**** Record excerpts

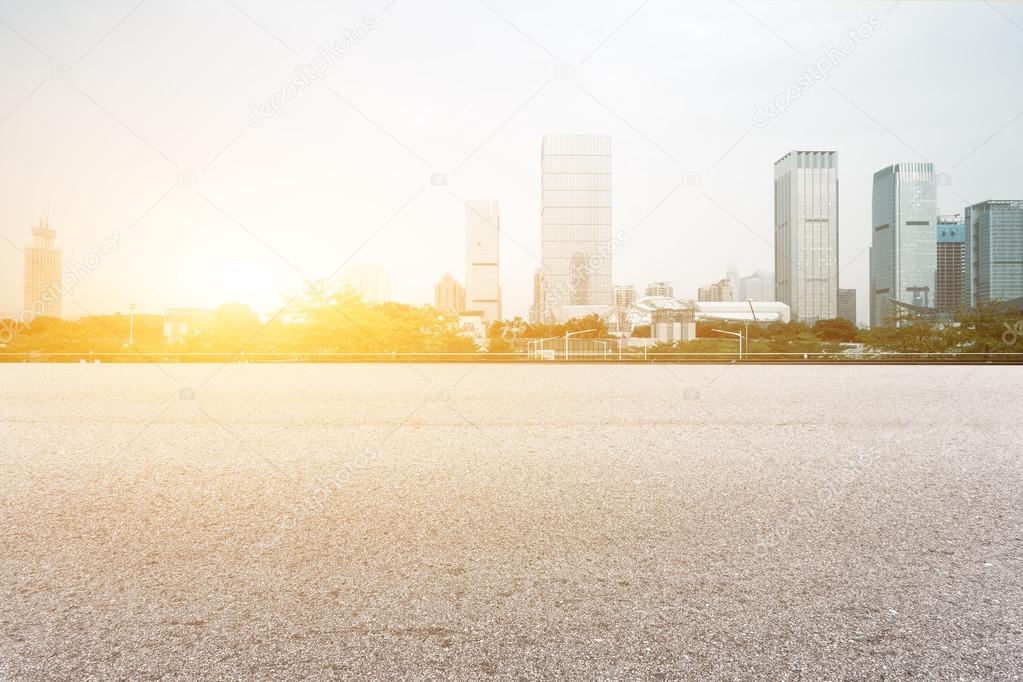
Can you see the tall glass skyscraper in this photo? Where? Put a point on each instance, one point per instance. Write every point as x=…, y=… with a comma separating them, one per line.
x=994, y=251
x=483, y=237
x=949, y=278
x=42, y=273
x=806, y=234
x=903, y=248
x=575, y=220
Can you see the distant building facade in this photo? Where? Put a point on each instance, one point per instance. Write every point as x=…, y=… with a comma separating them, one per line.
x=731, y=274
x=720, y=290
x=903, y=251
x=993, y=251
x=847, y=305
x=660, y=288
x=42, y=273
x=671, y=326
x=949, y=278
x=449, y=294
x=575, y=237
x=369, y=281
x=483, y=238
x=180, y=324
x=625, y=296
x=757, y=286
x=806, y=251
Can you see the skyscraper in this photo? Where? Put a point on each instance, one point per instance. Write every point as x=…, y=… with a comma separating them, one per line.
x=994, y=251
x=625, y=296
x=370, y=281
x=847, y=305
x=42, y=273
x=903, y=252
x=949, y=279
x=449, y=294
x=536, y=310
x=660, y=288
x=731, y=274
x=576, y=224
x=719, y=290
x=483, y=233
x=806, y=234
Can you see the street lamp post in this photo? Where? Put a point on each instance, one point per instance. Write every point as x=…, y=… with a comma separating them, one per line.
x=131, y=325
x=734, y=333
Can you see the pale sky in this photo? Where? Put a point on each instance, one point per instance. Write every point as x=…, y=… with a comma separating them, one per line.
x=105, y=105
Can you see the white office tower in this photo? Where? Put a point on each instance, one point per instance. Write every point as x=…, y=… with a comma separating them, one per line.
x=576, y=226
x=370, y=281
x=806, y=234
x=483, y=232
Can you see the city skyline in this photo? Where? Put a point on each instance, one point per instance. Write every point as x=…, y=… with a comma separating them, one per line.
x=286, y=200
x=903, y=253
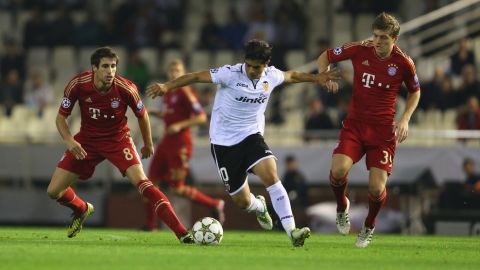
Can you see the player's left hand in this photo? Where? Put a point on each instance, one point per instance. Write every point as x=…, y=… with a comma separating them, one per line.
x=401, y=130
x=147, y=151
x=174, y=129
x=156, y=89
x=328, y=76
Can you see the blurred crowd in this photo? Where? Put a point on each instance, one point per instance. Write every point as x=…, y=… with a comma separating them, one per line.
x=160, y=24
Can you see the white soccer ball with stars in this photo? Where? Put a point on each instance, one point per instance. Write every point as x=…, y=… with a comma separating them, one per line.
x=207, y=231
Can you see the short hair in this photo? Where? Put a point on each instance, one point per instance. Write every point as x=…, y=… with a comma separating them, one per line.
x=103, y=52
x=387, y=22
x=258, y=50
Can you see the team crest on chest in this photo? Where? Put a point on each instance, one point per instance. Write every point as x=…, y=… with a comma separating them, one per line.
x=392, y=69
x=115, y=103
x=265, y=85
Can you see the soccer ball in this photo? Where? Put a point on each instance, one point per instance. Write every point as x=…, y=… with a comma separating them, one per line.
x=207, y=231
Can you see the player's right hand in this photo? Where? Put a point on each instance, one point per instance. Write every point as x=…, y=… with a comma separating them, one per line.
x=328, y=80
x=76, y=149
x=156, y=89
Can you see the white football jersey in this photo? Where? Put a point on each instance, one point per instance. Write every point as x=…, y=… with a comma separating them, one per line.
x=240, y=103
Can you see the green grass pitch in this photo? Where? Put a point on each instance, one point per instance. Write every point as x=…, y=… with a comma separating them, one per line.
x=49, y=248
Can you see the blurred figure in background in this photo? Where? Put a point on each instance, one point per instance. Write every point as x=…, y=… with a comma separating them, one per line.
x=38, y=94
x=170, y=163
x=137, y=70
x=11, y=91
x=317, y=119
x=464, y=56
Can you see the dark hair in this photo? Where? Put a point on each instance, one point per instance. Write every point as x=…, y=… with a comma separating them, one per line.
x=387, y=22
x=258, y=50
x=103, y=52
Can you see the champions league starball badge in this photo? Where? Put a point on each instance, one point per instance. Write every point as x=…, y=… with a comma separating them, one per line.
x=337, y=50
x=392, y=69
x=66, y=103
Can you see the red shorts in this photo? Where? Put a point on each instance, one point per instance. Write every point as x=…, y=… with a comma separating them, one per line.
x=378, y=142
x=122, y=154
x=170, y=163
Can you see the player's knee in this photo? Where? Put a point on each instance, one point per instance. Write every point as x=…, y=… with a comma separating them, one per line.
x=376, y=191
x=339, y=172
x=52, y=194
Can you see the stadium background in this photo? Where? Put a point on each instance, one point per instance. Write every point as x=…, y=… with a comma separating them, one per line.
x=54, y=39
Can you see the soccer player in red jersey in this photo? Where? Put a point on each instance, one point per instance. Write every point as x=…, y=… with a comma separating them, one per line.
x=103, y=98
x=180, y=111
x=369, y=129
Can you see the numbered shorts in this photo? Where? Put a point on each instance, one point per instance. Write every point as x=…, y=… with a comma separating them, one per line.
x=377, y=142
x=170, y=163
x=236, y=161
x=122, y=154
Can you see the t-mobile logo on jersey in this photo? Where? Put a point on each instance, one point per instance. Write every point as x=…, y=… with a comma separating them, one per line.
x=367, y=79
x=94, y=112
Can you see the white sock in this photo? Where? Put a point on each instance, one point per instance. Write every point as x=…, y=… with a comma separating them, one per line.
x=281, y=204
x=255, y=204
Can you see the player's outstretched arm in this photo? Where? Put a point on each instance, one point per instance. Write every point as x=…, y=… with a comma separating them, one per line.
x=160, y=89
x=144, y=124
x=73, y=146
x=321, y=78
x=324, y=64
x=401, y=127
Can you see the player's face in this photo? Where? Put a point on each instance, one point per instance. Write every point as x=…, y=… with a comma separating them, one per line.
x=105, y=73
x=383, y=43
x=254, y=68
x=175, y=71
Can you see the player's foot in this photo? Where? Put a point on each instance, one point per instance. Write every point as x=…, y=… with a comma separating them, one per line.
x=77, y=221
x=264, y=218
x=219, y=212
x=186, y=238
x=364, y=237
x=298, y=236
x=343, y=222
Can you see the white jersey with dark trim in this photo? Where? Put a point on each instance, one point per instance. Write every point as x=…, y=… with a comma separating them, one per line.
x=240, y=103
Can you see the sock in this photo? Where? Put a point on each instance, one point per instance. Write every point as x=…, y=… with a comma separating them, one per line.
x=72, y=201
x=374, y=206
x=281, y=204
x=161, y=206
x=151, y=222
x=200, y=197
x=255, y=205
x=339, y=185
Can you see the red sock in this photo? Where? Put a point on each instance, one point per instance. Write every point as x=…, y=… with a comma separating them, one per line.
x=161, y=206
x=72, y=201
x=339, y=185
x=374, y=206
x=151, y=222
x=200, y=197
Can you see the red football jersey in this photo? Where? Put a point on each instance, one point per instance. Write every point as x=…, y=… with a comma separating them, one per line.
x=179, y=105
x=376, y=82
x=103, y=115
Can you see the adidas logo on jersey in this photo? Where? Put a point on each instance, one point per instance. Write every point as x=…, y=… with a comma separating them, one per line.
x=258, y=100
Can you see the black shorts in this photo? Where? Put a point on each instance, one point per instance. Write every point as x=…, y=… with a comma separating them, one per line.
x=236, y=161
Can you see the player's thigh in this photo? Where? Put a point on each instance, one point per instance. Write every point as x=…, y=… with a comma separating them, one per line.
x=135, y=174
x=158, y=168
x=229, y=161
x=377, y=181
x=60, y=181
x=380, y=150
x=123, y=155
x=349, y=144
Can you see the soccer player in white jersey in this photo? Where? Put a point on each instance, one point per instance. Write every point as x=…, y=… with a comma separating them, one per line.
x=237, y=127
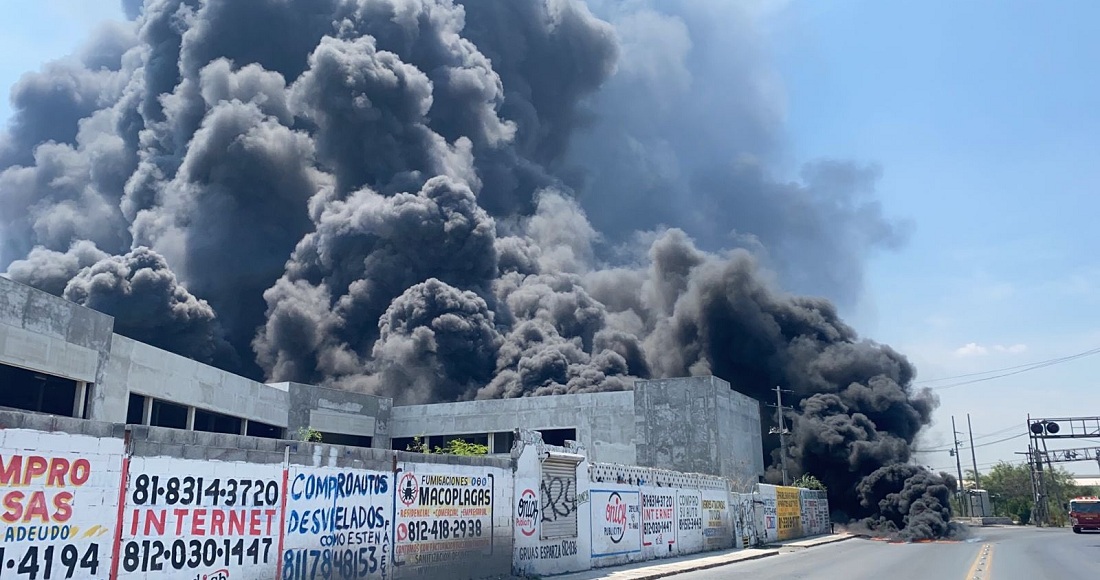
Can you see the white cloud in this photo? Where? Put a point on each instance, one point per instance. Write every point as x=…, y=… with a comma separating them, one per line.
x=974, y=349
x=971, y=349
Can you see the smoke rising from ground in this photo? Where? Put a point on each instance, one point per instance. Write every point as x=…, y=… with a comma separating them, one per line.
x=447, y=200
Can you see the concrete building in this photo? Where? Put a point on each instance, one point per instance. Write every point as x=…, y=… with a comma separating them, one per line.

********

Exercise brief: Please copy out everything from the beginning of the lines down to the one containing "x=575, y=220", both ends included, and leave the pictures out of your answer.

Solution for this task:
Can you see the tall glass skyscraper in this photo? Where? Put a point on each instance, one point per instance. Write every point as x=…, y=… with a comma separating them, one per line.
x=994, y=251
x=483, y=237
x=949, y=278
x=42, y=273
x=806, y=234
x=903, y=248
x=575, y=220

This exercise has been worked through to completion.